__EXERCISE DESCRIPTION__
In the listing below, change each "keypoint" to "marker" and leave every other line and word as it is.

[start of DATA ROWS]

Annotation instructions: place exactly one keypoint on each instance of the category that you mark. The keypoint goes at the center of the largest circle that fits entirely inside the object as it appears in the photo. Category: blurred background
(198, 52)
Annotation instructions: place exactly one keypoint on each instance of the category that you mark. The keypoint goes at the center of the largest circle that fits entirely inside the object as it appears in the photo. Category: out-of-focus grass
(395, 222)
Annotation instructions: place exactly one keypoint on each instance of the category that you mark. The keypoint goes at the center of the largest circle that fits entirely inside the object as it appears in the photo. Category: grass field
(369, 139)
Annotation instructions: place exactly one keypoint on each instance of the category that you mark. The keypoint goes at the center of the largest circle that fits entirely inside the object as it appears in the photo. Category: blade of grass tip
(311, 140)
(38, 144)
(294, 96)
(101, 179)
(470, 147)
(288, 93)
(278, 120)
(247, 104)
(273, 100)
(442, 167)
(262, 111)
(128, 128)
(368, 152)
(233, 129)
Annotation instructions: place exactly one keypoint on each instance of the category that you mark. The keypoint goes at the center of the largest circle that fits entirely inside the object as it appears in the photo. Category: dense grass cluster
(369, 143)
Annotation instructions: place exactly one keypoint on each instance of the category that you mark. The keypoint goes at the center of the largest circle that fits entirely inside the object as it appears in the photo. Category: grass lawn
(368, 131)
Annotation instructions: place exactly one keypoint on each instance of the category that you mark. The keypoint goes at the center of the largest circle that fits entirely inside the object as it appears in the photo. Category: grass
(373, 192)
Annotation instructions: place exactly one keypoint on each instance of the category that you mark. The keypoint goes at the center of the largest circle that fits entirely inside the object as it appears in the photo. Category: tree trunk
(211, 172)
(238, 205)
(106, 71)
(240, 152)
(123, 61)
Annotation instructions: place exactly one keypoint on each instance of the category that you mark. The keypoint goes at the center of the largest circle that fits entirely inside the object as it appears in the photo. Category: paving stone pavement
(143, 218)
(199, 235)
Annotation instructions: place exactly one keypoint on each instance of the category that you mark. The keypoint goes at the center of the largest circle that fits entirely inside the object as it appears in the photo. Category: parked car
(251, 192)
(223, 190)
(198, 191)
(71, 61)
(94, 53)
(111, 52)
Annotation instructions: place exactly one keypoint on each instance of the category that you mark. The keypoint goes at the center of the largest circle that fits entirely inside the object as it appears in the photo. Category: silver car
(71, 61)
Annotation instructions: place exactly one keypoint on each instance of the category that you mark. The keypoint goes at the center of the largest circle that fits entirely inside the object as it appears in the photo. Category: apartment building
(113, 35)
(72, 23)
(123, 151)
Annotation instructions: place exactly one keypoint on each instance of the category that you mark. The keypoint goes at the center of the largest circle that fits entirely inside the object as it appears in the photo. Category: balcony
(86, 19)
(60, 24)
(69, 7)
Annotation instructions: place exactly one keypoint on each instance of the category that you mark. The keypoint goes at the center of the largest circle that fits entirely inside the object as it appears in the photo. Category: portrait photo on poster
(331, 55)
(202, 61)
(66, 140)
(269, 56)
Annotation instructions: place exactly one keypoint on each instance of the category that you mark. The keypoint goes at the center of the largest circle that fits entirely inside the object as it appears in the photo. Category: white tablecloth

[end of DATA ROWS]

__TASK OUTPUT__
Annotation instructions: place exactly one marker on each instance of the category that you mark. The marker goes at the center of the largest circle that fits entirely inside the object as it appears in the photo. Category: blurred background
(198, 52)
Annotation instructions: place exactly one marker on each instance of the category that you mark. The marker goes at the center of the largest circle that fits entirely inside the object as it appears in the photo. Category: out-of-focus grass
(395, 222)
Annotation instructions: place exactly one marker on each instance of the category that you mark. The marker goes at the center of the largest circle that fits entirely inside the object as it appears in the photo. Category: grass field
(369, 139)
Annotation instructions: place exactly one marker on each instance of the category that you mark. The marker goes at the center of the largest circle that fits entirely inside the object as it appears in the photo. Category: blade of grass tip
(311, 140)
(38, 144)
(294, 96)
(101, 179)
(470, 147)
(288, 93)
(278, 120)
(247, 104)
(273, 100)
(442, 167)
(262, 111)
(128, 128)
(368, 152)
(233, 129)
Annotation instructions: place exactly one marker on each instance of the category that you mark. The marker goes at the center of the largest circle that fits entirely inside the object as it appears in the photo. Category: dense grass cluster
(369, 143)
Annotation instructions: place exactly one marker on each instance of the category that you mark. The marker goes at the center of the largest circle that fits entirely inside the object as it appears in the photo. Category: grass lawn
(368, 131)
Annotation instructions: place exactly one marker on each instance of the category that you mark. The marker goes at the center of the largest circle that fits entirely inside the object as it appears in the photo. Category: grass
(373, 192)
Annotation instructions: place exactly one marker on each instance of the category that you mark. The marker goes at the center of the largest circle that fits entirely inside the object as it appears in the photo. Category: tree trunk
(211, 172)
(238, 205)
(106, 71)
(240, 152)
(123, 61)
Annotation instructions: place exactly one marker on each instance of the category that you mark. The marker goes at the center of the largest circle that fits entirely inside the object as it appears in the photo. Category: paving stone pavement
(143, 218)
(199, 235)
Annotation instructions: place exactly one marker on each instance of the category that you mark. The marker goes at the center of the largest circle that fits entirely inside the object as it appears in the photo. Category: parked car
(251, 192)
(223, 190)
(198, 191)
(71, 61)
(94, 53)
(111, 52)
Annotation instructions: place exactly one marker on each instance of the category that you mark. The marker goes at the center of the largest circle that fits entirely inside the object as it appears in the photo. Category: silver car
(71, 61)
Annotation instructions: place exactly one marker on each instance of the category that you mark. The marker goes at the center of the largest circle that fits entirely inside the object as it appears in the photo. Category: apartment building
(113, 35)
(72, 23)
(123, 151)
Annotation instructions: place exactly one marker on each instance of the category that you mark. The marker goes at the center of the largest circle that fits entirely inside the object as it appears in the photo. Category: balcony
(86, 19)
(60, 24)
(69, 7)
Annotation instructions: place exactly one marker on each instance of the category that you mark. The marker goes at the center of the largest circle that fits entirely inside the object as it appears in the photo. Category: portrait photo on poster
(331, 55)
(202, 61)
(66, 140)
(269, 56)
Annotation instructions: place exactly one marker on each instance of the category that you mark. The marker goes at the center of the largest circle that fits entirely inside the object as it appears in the photo. Category: white tablecloth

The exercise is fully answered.